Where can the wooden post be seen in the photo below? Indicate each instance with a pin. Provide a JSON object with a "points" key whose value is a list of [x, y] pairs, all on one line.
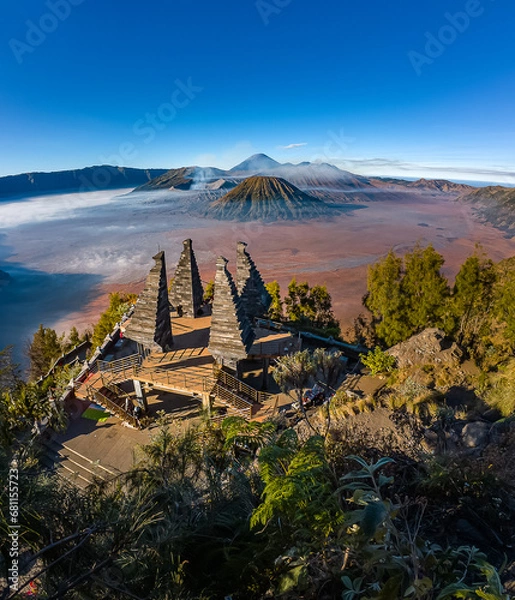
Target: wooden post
{"points": [[264, 383]]}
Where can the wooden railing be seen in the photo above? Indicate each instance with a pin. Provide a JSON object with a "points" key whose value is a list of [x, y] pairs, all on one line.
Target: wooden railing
{"points": [[98, 397], [239, 388], [228, 389], [120, 365]]}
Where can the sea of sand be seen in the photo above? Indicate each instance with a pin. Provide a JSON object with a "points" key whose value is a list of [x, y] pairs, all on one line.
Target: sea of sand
{"points": [[106, 244]]}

GOAL OF THE EXERCISE —
Can you format every line of the records above as a Markdown table with a "No." column numbering the rows and an "Entry" column holding each line, skipping blank lines and leaving the pictures out?

REPLY TO THE TASK —
| No. | Entry |
|---|---|
| 1 | Where can the wooden post be seen in the photo below? Indicate each instance with a pin. Provide a JSON object with a "points" key whose value is a list of [x, y] pairs, all on one line. |
| 2 | Target: wooden post |
| 3 | {"points": [[264, 383]]} |
| 4 | Where can the wooden railing be seen in the photo above? Indicate each instance with a pin. Provide a JSON object with a "points" key whose value is a list of [x, y] pairs, all on one line. |
| 5 | Target: wooden railing |
| 6 | {"points": [[98, 397], [239, 388], [228, 389], [120, 365]]} |
| 7 | Where can the sea of sand be seen in the photo above? Indicate each instance with a pin. Provide a JSON object with a "points" key whose value is a list of [x, y] pairs, all on one line. |
| 8 | Target: sea of sand |
| 9 | {"points": [[106, 244]]} |